§ Exercise instructions
Copy out the material word for word, starting at its first line and ending with the line that contains "490L53 488L80 466L84".

--- START OF Record list ---

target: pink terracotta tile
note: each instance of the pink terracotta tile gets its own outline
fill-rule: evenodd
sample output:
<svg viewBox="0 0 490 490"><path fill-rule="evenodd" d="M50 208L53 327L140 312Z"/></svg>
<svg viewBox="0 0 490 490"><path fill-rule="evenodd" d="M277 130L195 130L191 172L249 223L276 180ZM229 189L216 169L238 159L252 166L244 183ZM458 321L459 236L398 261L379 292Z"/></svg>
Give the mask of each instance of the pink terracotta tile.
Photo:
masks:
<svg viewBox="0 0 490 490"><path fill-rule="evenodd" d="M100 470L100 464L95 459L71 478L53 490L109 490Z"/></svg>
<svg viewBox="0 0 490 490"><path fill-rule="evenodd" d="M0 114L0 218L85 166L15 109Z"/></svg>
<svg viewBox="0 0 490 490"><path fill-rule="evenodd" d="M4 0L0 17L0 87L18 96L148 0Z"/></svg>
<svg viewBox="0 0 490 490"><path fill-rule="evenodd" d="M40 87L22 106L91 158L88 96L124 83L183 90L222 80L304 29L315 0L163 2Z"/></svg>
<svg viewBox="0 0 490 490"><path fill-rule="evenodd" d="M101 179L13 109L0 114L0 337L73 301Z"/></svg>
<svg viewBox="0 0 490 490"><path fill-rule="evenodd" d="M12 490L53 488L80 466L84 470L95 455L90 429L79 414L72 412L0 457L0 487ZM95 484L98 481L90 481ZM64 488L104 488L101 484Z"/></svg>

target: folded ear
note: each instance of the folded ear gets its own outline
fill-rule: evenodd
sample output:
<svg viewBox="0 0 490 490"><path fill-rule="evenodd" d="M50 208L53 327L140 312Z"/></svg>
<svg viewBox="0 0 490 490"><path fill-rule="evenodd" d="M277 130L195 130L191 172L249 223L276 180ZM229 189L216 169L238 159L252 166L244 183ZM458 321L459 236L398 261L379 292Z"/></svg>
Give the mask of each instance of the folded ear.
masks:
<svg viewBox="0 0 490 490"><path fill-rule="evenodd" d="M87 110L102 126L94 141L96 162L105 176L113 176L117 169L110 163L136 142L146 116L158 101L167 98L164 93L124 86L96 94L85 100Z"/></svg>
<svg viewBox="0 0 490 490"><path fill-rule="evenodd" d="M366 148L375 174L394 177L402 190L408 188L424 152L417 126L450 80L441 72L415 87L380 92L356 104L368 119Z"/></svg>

--- END OF Record list ---

§ Exercise result
target: pink terracotta tile
note: each instance of the pink terracotta tile gets its own outline
fill-rule: evenodd
sample output:
<svg viewBox="0 0 490 490"><path fill-rule="evenodd" d="M50 208L53 327L140 312Z"/></svg>
<svg viewBox="0 0 490 490"><path fill-rule="evenodd" d="M277 130L195 130L191 172L249 223L276 180ZM229 189L216 169L238 159L252 166L244 183ZM458 321L459 236L398 261L379 292Z"/></svg>
Give the mask of each instance of the pink terracotta tile.
Photo:
masks:
<svg viewBox="0 0 490 490"><path fill-rule="evenodd" d="M100 470L100 464L95 459L71 478L53 490L109 490Z"/></svg>
<svg viewBox="0 0 490 490"><path fill-rule="evenodd" d="M0 114L0 218L85 166L15 109Z"/></svg>
<svg viewBox="0 0 490 490"><path fill-rule="evenodd" d="M4 0L0 17L0 87L18 96L148 0Z"/></svg>
<svg viewBox="0 0 490 490"><path fill-rule="evenodd" d="M40 87L22 106L91 158L88 96L124 83L183 90L222 80L304 29L315 0L163 2Z"/></svg>
<svg viewBox="0 0 490 490"><path fill-rule="evenodd" d="M101 179L13 109L0 114L0 337L73 301Z"/></svg>
<svg viewBox="0 0 490 490"><path fill-rule="evenodd" d="M12 490L53 488L80 466L84 470L95 455L90 429L79 414L72 412L0 457L0 487ZM95 484L98 481L90 481ZM64 488L104 488L101 484Z"/></svg>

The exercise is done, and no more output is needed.